# [Request]
Report every line in the records below that contains the string "positive", copying each such line in full.

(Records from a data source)
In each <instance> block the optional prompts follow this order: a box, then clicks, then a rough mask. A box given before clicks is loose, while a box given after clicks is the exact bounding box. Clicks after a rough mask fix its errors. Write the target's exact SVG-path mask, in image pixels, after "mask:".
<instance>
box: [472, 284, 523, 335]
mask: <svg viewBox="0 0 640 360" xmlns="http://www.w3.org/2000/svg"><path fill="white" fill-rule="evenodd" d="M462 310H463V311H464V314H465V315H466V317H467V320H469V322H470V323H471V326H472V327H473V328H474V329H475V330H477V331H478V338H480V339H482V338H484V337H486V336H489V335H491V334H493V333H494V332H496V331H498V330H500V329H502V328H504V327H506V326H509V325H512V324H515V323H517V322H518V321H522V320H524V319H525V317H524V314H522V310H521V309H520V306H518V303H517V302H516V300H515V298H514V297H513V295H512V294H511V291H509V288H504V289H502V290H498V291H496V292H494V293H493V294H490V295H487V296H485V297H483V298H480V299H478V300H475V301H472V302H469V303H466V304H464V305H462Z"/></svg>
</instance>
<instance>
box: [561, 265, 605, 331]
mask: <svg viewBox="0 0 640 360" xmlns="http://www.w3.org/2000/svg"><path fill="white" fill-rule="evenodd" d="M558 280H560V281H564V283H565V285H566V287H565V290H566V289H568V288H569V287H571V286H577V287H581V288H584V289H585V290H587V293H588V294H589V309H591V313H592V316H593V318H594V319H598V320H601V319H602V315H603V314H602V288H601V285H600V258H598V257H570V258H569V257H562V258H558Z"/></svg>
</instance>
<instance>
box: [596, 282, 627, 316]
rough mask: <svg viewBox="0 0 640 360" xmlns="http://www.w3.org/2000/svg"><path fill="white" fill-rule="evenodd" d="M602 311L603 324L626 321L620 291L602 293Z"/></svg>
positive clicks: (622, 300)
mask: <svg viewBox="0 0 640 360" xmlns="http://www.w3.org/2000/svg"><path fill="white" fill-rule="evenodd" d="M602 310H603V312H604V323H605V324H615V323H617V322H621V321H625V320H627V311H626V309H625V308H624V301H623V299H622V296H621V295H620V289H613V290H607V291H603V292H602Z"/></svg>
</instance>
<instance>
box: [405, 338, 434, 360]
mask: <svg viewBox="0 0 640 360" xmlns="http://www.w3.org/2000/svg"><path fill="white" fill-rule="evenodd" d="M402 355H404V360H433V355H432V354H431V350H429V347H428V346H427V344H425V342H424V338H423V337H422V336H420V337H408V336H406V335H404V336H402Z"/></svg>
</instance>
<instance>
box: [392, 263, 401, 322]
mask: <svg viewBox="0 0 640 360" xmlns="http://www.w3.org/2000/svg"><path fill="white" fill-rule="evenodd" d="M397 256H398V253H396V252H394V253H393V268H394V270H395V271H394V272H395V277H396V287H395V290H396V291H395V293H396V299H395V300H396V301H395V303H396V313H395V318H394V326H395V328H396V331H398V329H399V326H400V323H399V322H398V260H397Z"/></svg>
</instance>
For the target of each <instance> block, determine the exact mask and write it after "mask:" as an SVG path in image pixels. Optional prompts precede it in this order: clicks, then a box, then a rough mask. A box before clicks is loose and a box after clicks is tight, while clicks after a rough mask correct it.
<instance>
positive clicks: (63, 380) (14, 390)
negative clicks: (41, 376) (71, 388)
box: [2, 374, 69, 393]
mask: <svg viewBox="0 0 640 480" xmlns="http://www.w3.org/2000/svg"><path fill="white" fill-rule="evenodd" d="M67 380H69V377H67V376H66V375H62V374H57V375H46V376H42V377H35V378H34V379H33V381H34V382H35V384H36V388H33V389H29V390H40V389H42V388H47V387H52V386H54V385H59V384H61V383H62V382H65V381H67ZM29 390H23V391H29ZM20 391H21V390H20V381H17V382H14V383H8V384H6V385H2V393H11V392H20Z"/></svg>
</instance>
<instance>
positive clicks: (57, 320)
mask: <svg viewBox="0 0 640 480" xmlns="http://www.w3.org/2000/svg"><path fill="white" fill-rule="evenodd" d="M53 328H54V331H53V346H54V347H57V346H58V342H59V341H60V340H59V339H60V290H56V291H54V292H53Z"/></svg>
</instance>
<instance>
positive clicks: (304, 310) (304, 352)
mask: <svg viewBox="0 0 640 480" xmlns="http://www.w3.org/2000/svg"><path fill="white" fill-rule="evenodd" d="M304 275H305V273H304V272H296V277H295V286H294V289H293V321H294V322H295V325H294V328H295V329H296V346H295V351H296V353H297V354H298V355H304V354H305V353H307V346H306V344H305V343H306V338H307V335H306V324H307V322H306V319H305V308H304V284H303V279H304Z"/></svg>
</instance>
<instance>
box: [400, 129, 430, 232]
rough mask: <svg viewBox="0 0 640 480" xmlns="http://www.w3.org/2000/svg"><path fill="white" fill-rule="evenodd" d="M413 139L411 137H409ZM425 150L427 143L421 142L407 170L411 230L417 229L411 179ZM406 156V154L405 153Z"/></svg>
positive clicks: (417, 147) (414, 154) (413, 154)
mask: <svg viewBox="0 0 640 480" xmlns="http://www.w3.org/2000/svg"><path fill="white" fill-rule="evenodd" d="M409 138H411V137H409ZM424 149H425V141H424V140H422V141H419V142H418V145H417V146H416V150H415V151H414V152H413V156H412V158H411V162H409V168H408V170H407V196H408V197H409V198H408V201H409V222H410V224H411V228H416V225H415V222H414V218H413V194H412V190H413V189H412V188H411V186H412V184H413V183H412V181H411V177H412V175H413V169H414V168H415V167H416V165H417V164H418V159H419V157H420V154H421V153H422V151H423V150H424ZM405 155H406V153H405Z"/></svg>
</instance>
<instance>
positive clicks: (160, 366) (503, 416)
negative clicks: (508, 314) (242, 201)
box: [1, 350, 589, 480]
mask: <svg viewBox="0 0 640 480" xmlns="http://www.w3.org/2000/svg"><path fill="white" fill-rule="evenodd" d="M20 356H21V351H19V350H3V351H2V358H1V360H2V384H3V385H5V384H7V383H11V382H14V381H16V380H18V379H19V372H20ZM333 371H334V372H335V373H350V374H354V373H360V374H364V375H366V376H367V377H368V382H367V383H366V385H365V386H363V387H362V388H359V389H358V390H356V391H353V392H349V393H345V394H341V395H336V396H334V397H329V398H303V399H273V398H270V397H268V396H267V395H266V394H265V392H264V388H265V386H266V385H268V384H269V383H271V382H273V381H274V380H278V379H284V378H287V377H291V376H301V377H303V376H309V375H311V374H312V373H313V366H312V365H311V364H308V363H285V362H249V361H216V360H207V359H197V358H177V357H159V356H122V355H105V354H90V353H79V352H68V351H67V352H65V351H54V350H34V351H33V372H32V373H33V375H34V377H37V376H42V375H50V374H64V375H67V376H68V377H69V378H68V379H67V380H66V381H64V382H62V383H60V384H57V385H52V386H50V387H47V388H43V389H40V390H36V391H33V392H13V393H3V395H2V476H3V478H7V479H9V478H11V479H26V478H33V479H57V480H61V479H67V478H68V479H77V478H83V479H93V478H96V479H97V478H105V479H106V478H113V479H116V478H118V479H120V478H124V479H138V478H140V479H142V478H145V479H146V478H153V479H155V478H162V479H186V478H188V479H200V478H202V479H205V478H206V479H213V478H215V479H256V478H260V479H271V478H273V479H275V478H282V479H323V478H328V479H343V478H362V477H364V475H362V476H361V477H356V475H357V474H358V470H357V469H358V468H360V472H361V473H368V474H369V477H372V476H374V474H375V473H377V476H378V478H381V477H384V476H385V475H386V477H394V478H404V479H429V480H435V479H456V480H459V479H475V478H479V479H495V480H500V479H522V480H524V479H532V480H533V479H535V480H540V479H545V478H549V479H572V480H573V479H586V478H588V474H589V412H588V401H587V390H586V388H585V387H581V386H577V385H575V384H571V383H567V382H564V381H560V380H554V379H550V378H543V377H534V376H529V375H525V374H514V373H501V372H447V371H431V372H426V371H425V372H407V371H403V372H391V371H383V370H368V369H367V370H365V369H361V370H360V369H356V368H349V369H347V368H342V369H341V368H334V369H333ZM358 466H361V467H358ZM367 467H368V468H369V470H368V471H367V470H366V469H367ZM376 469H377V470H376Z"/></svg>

# [Answer to this exercise]
positive clicks: (622, 300)
positive clicks: (63, 380) (14, 390)
positive clicks: (57, 320)
positive clicks: (304, 310) (304, 352)
positive clicks: (417, 147) (414, 154) (413, 154)
positive clicks: (160, 366) (503, 416)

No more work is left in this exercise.